━━ INPUT RECORDS
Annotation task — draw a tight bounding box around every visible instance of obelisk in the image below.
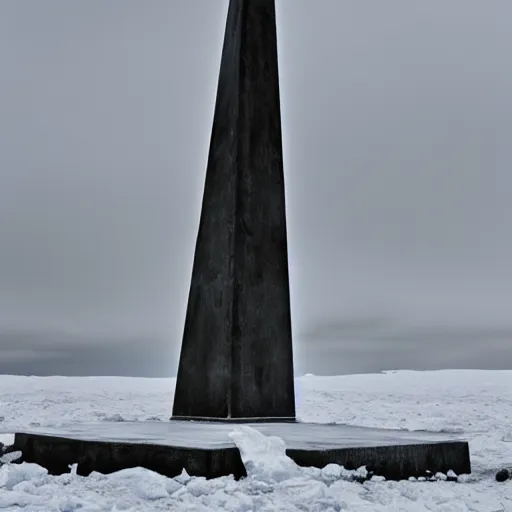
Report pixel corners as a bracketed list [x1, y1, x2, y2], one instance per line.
[173, 0, 295, 421]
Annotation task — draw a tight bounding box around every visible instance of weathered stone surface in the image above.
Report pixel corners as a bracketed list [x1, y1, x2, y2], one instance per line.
[15, 422, 471, 479]
[173, 0, 295, 420]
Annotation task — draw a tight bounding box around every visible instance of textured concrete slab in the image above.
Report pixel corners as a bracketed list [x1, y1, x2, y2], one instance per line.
[14, 421, 471, 479]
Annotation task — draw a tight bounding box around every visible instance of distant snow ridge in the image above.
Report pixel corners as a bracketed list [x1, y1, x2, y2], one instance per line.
[0, 370, 512, 512]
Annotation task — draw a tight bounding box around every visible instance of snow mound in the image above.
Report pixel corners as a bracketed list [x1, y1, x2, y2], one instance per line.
[229, 426, 300, 482]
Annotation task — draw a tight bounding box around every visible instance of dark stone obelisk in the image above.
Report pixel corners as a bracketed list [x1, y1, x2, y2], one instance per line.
[173, 0, 295, 420]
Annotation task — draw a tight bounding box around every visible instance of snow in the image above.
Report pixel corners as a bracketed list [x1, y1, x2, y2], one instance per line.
[0, 370, 512, 512]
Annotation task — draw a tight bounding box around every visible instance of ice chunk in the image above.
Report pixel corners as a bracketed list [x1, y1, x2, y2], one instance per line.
[229, 425, 300, 482]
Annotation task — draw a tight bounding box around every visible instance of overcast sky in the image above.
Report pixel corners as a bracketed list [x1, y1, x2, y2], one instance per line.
[0, 0, 512, 375]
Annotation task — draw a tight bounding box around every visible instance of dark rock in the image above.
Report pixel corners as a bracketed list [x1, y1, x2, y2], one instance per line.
[173, 0, 295, 421]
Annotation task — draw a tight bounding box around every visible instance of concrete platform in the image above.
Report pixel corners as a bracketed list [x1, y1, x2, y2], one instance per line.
[14, 421, 471, 480]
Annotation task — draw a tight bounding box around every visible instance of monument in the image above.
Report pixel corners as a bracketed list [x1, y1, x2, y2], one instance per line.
[173, 0, 295, 421]
[9, 0, 471, 479]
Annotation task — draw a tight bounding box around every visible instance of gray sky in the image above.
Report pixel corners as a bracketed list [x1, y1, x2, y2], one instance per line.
[0, 0, 512, 375]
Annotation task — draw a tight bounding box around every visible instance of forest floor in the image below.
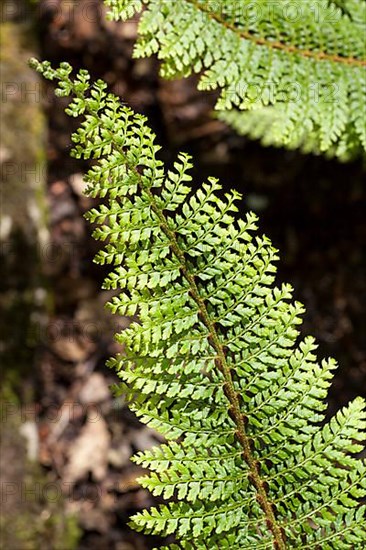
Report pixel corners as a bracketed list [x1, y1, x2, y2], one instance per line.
[1, 0, 366, 550]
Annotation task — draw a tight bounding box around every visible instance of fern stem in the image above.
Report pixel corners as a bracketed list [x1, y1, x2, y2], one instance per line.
[139, 192, 286, 550]
[187, 0, 366, 67]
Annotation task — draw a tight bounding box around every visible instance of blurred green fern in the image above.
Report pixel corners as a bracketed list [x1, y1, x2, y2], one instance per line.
[33, 61, 366, 550]
[105, 0, 366, 159]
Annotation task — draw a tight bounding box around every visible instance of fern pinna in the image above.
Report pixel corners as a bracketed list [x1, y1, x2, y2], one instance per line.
[33, 61, 366, 550]
[105, 0, 366, 159]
━━━━
▶ [GOAL]: Quote the data word for word, from the line with "snow in the image above." up to and including the line with "[14, 421, 471, 480]".

▶ [THE RESPONSE]:
Annotation task — draw a tight bounding box around every visible instance of snow in the image above.
Report pixel corners as a bracketed list [x1, y1, x2, y2], one instance per line.
[0, 370, 512, 512]
Annotation task — draw a tight bounding box around every visible instance of ice chunk in the image above.
Report pixel corners as a bracketed list [x1, y1, x2, y2], one instance per line.
[229, 425, 300, 482]
Annotation task — draw a tight bounding box around every visible instance of overcast sky in the image above.
Report pixel corners as a bracketed list [x1, y1, x2, y2], one instance per line.
[0, 0, 512, 375]
Annotation task — draw a tight bounding box around every visible instance of dark rock in the image above.
Report pixel corners as a bracketed list [x1, y1, x2, y2], one instance per line.
[173, 0, 295, 421]
Annotation task — draw a tight bounding box around every visible instance of concrete platform in the image above.
Report pixel corners as a bracketed list [x1, y1, x2, y2], one instance per line.
[14, 421, 471, 480]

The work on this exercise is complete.